Exercise goal → Reproduce verbatim the final portion of the material below, from the line containing "the man holding" through its last line, and nothing else.

Given entries →
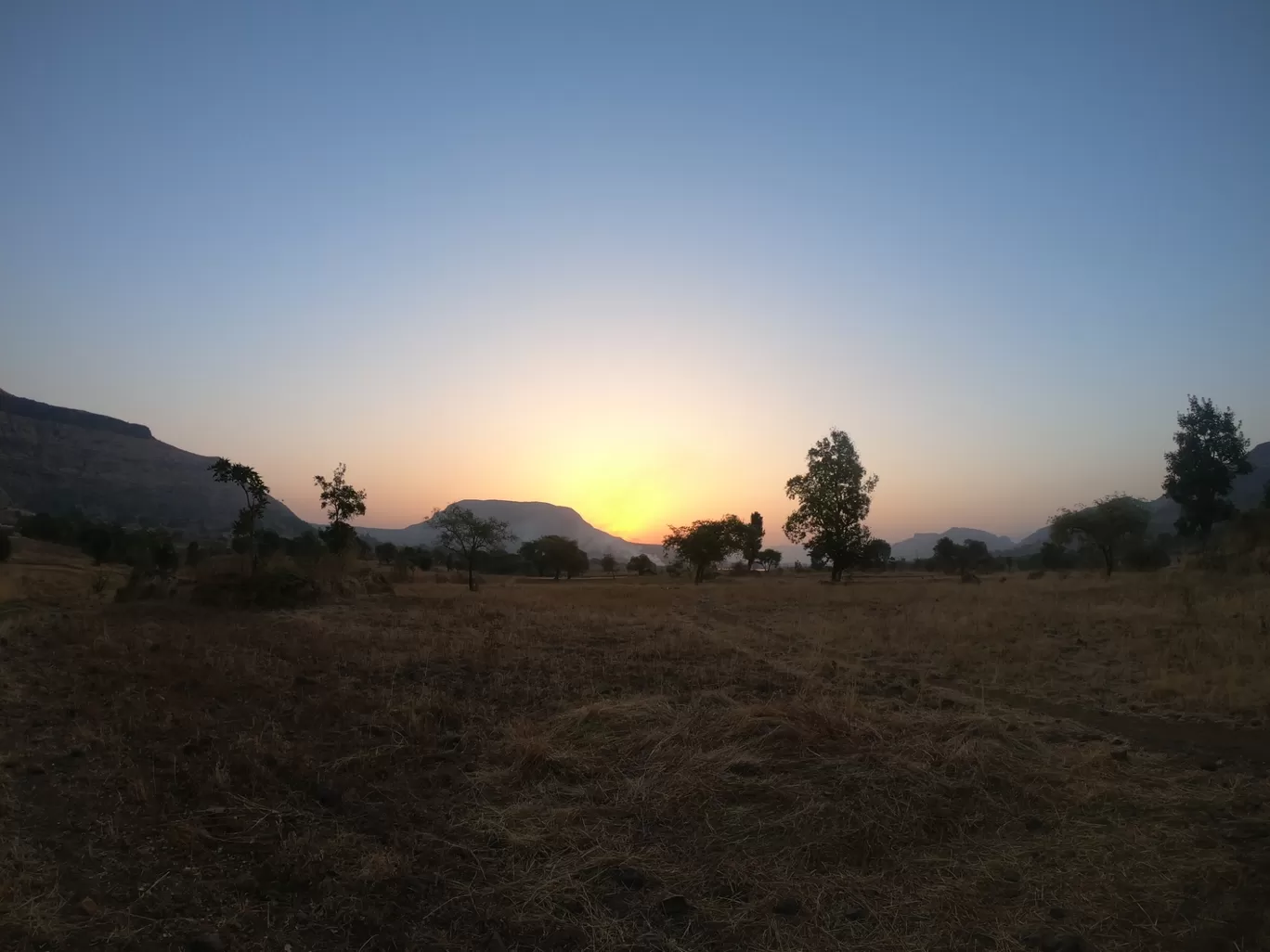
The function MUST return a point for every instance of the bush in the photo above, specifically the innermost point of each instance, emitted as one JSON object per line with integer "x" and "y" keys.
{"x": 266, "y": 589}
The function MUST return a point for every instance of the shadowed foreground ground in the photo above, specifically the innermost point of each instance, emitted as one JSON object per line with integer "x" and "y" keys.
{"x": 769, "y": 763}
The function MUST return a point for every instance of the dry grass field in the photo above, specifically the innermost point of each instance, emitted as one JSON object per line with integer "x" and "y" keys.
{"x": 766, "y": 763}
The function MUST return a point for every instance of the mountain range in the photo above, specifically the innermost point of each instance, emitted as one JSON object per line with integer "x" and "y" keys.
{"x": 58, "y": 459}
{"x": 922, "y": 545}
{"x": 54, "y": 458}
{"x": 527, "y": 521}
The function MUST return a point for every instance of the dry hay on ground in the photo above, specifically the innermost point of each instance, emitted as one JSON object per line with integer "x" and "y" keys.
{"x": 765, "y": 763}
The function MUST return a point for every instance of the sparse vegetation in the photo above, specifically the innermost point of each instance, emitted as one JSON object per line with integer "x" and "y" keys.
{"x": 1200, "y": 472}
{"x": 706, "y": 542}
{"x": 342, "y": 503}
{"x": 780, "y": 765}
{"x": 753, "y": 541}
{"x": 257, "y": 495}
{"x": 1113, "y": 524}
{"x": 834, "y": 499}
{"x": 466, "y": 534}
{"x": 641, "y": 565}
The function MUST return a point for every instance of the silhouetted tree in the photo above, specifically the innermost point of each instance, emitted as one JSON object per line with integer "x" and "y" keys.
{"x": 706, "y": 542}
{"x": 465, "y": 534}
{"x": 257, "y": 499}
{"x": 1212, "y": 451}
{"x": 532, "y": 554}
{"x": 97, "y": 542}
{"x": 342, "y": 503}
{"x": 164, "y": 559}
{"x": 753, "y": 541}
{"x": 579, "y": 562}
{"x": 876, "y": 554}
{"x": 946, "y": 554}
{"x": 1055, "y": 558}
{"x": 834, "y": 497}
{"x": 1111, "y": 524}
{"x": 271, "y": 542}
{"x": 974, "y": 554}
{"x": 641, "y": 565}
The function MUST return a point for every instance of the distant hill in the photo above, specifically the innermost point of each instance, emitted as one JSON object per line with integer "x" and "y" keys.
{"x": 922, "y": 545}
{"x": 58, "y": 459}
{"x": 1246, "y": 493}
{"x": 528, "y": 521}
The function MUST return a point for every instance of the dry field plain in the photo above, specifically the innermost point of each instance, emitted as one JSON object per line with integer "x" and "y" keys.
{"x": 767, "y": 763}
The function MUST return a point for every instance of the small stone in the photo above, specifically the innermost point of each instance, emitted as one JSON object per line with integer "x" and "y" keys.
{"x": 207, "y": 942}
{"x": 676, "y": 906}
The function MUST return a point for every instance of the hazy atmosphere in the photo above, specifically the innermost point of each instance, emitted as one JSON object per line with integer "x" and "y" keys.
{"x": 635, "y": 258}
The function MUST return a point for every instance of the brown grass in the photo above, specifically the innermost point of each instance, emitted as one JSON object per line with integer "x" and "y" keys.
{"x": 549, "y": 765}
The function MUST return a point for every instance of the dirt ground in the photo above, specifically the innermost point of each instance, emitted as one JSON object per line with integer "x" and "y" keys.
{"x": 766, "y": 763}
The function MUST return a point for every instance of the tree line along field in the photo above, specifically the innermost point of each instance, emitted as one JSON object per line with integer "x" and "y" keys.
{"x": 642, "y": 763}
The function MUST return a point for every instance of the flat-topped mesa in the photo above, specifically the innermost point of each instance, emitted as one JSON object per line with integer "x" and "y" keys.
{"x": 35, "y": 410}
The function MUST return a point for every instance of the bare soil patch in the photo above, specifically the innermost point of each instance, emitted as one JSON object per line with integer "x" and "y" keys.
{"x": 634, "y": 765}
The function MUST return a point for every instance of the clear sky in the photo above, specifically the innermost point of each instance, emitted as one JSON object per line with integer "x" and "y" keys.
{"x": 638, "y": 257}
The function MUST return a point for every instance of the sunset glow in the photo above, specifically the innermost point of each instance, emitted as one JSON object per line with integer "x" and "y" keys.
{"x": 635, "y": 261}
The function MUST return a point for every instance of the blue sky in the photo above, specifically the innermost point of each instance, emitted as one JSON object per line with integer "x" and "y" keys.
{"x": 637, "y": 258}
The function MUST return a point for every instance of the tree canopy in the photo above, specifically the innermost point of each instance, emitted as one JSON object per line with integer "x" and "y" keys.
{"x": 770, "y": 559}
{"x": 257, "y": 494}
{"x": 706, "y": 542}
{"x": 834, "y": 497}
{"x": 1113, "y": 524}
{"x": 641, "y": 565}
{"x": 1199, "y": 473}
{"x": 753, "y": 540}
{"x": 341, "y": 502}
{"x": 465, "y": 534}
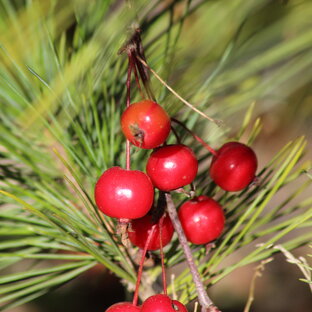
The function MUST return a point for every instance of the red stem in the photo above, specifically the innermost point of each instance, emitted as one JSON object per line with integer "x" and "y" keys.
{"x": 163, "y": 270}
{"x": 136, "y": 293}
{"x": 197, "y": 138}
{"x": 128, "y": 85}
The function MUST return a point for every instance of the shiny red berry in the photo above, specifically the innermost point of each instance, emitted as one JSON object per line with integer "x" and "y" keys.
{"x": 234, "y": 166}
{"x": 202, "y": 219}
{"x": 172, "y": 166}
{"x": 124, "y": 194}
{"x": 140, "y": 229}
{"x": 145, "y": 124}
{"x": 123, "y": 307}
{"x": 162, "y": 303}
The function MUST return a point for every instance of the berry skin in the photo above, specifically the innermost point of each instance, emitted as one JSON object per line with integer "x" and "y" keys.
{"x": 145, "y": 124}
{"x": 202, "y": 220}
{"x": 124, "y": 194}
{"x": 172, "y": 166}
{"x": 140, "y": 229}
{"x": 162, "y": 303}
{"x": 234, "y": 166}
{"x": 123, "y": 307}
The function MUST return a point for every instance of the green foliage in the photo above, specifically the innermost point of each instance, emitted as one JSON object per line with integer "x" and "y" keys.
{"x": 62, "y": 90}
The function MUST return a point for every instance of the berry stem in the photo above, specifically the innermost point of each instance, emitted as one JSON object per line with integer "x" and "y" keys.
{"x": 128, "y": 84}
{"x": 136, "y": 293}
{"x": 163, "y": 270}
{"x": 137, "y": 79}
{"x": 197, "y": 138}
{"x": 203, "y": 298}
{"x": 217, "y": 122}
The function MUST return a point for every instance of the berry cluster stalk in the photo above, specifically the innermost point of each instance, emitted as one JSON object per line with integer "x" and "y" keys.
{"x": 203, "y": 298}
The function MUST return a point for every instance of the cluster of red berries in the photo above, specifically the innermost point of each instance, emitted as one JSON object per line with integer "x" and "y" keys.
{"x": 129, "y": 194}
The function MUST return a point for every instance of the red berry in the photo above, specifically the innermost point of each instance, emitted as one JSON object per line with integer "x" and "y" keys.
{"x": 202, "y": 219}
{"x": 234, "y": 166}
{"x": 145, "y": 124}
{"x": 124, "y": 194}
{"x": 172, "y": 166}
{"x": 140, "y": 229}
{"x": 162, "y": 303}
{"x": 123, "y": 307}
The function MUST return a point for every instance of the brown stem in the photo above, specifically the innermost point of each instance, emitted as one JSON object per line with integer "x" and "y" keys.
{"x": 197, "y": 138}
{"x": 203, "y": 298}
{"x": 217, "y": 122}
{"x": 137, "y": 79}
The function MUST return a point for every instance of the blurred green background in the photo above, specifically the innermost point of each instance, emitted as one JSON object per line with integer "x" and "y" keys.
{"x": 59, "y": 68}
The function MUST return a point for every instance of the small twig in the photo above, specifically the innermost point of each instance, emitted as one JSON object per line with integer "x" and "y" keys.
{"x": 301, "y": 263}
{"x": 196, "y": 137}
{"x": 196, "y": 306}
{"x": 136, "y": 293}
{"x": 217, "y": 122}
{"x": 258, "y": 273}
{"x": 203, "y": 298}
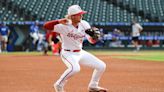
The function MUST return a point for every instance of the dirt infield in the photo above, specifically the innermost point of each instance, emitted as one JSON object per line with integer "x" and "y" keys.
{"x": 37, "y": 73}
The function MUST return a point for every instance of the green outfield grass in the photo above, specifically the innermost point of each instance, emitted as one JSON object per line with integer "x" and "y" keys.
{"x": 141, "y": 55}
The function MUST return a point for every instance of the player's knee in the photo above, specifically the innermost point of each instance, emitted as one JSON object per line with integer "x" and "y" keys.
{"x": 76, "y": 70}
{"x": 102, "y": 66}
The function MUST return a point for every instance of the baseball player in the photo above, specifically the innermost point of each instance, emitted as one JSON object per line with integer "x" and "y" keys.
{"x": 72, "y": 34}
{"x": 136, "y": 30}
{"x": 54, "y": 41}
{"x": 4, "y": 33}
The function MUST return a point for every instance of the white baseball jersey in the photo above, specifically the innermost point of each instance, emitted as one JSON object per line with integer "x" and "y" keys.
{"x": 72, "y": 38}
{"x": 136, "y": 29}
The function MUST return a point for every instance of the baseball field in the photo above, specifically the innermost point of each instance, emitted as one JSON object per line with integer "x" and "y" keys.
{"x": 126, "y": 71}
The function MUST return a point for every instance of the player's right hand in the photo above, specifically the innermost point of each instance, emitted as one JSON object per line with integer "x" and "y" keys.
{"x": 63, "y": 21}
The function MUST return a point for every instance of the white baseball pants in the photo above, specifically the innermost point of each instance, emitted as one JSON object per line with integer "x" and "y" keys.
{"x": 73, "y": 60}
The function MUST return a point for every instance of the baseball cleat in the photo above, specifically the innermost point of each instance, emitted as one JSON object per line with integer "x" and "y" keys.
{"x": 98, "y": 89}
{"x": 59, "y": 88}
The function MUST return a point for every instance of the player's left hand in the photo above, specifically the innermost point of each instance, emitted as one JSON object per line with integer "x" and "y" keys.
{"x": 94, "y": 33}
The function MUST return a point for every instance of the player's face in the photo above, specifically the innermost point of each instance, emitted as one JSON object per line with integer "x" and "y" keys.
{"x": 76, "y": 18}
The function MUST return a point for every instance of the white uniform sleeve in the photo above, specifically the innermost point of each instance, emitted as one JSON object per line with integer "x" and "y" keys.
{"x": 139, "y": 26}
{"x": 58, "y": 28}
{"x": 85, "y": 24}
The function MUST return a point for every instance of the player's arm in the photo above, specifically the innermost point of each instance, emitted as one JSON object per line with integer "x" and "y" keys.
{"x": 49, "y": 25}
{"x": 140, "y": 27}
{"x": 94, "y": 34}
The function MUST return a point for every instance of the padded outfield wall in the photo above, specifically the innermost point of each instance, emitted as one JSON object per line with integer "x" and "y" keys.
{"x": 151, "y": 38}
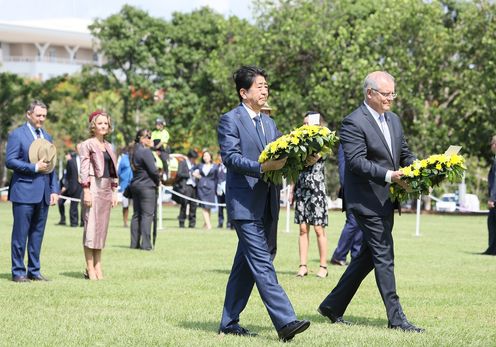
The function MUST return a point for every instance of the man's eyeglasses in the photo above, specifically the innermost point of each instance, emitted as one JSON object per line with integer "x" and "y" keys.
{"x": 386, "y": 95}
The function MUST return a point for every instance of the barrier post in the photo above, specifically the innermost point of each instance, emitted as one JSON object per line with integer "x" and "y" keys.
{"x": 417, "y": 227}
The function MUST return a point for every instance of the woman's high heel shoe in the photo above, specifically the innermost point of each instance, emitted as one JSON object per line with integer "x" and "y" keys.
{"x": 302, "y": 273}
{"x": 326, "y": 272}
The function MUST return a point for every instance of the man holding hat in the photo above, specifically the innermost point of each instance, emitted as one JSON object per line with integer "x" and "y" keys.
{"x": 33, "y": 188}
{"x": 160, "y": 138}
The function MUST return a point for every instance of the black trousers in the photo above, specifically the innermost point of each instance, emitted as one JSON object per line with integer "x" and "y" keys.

Final result →
The function MUST return a point for every instance of the man holding hat in the photo above, specifically the innermost point of each instance, emitted as one JSON object per line with integer "x" and "y" keys.
{"x": 33, "y": 188}
{"x": 160, "y": 138}
The function MUST return a point for every instance of the black trousers in the photo above, specifically the innermost point of each instance, emitted as one JSON object per line with integer "x" and "y" keys.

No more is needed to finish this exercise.